▶ **REQUIREMENT**:
Where a line in the listing contains the string "below", copy that line out.
◇ ◇ ◇ ◇
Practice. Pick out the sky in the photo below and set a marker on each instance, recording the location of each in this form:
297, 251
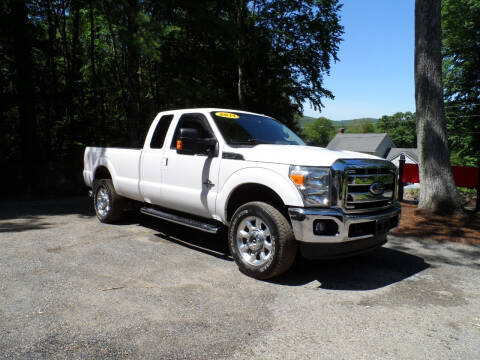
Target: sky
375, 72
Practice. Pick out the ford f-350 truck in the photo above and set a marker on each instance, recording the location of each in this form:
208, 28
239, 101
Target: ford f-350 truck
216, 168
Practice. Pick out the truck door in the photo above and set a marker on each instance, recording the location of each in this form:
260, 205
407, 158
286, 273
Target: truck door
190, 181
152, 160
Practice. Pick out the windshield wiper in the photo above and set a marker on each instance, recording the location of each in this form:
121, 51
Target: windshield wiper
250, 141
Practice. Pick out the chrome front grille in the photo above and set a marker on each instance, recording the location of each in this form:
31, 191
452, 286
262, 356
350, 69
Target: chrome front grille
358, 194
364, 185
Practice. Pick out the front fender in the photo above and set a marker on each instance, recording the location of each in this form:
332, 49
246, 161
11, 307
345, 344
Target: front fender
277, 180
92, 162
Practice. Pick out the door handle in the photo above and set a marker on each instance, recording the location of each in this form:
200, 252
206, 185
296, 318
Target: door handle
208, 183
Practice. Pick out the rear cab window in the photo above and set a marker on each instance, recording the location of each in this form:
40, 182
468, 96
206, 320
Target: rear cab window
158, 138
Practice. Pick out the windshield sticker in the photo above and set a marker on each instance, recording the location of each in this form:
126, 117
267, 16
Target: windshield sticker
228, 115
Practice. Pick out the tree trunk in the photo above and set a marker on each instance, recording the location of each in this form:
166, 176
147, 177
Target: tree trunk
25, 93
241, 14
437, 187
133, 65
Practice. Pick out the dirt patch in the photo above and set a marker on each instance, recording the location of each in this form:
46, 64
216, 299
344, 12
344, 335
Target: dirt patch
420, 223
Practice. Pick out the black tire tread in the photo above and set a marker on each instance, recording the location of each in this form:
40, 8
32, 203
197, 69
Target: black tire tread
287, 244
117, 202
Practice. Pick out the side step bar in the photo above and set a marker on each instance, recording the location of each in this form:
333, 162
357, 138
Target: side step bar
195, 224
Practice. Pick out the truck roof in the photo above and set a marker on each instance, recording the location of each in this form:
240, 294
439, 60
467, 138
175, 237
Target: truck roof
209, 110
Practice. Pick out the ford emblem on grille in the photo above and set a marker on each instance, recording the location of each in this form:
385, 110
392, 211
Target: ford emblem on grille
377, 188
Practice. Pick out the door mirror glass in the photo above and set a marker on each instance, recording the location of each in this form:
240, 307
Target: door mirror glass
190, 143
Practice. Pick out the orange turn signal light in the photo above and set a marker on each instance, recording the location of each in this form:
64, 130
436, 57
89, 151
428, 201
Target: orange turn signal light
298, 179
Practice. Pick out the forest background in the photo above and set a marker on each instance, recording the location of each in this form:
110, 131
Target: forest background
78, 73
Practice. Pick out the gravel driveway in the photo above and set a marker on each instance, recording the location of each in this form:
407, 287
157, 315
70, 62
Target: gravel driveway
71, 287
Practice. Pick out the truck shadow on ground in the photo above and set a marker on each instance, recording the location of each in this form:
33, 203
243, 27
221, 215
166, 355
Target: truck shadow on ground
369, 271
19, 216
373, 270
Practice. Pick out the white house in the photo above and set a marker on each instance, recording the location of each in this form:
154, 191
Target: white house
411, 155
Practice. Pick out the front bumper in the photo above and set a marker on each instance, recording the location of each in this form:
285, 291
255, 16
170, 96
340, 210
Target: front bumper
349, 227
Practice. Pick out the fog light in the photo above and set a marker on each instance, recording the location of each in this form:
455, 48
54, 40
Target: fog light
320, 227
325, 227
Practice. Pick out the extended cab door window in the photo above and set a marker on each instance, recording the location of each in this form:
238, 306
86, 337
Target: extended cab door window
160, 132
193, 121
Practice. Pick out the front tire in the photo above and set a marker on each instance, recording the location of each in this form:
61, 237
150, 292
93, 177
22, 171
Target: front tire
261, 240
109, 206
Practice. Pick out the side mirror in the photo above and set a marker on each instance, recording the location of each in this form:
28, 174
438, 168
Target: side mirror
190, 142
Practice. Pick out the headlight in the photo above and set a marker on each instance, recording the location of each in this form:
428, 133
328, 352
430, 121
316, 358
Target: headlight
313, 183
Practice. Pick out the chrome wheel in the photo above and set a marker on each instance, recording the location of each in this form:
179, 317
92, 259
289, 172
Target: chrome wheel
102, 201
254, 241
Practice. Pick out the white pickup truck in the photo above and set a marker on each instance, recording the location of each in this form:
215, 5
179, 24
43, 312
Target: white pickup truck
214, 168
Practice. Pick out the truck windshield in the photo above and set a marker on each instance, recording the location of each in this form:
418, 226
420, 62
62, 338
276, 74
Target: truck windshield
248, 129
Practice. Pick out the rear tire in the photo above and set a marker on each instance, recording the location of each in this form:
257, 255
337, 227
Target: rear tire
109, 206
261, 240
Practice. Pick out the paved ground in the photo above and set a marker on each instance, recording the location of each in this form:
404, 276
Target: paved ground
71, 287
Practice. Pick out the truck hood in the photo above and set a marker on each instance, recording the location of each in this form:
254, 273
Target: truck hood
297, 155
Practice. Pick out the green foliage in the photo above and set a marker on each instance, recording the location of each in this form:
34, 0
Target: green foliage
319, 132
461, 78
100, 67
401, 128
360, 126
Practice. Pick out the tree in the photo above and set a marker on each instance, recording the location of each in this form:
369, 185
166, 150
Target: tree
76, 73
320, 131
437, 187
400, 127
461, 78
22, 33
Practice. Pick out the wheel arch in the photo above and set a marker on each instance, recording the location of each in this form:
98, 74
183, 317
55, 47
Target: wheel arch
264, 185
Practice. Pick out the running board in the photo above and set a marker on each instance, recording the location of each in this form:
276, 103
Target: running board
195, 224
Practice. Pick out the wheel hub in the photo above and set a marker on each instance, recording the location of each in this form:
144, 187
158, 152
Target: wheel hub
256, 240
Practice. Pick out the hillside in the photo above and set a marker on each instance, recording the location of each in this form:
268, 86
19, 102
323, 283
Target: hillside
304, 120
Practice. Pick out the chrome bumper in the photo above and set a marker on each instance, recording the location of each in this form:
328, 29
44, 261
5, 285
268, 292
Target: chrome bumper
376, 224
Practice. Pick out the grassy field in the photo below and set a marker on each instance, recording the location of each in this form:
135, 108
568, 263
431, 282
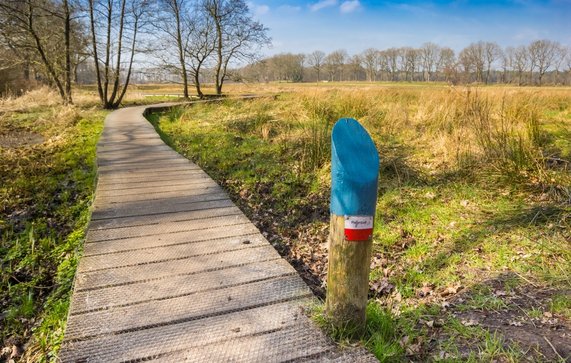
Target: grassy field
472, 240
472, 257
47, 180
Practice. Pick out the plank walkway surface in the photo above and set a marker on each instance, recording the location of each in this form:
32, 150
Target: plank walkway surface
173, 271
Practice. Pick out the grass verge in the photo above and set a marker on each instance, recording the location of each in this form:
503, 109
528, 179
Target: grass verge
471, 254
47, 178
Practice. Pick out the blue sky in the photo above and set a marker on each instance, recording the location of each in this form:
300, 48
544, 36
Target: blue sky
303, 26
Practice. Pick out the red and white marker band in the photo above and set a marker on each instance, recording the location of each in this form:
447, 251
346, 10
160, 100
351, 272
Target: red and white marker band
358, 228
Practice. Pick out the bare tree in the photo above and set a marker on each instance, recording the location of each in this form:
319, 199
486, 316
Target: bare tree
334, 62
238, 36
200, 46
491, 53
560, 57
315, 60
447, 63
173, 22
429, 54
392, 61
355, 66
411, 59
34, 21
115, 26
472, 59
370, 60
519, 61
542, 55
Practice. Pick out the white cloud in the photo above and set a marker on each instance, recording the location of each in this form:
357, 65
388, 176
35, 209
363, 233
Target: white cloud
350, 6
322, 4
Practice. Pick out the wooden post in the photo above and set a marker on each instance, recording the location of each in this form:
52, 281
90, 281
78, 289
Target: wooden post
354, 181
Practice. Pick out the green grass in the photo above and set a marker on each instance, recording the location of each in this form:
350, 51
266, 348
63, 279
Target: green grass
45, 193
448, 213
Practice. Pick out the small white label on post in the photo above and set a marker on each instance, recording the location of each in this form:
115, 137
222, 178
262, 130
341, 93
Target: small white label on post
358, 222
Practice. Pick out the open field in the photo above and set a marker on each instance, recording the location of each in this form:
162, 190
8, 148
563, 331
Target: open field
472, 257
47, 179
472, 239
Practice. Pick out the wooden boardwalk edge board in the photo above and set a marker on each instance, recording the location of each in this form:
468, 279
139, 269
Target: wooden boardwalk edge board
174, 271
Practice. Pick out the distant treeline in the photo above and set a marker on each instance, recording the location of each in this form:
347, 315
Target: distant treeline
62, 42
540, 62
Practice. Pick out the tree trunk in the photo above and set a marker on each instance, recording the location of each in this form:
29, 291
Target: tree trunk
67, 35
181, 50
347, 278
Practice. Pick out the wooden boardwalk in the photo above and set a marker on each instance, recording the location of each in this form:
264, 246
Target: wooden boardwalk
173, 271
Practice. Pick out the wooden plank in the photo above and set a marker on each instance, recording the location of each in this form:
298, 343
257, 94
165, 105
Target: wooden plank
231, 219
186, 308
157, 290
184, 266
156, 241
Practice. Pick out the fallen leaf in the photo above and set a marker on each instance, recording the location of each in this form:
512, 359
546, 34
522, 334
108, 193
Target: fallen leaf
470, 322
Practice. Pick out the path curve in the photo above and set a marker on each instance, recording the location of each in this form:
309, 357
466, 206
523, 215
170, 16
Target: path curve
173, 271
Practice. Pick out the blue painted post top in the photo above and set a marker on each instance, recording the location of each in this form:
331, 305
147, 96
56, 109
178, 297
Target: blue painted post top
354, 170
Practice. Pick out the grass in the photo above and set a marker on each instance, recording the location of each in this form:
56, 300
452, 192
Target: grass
◇ ◇ ◇ ◇
▶ **THE COMPLETED TASK**:
Practice. Pick out the sky in the photo below and set a marker on each instance, recording the location of each in this form:
Practice. Pick out the grassy field in the photo below and set a marker on each instance, recording the location of each in this form:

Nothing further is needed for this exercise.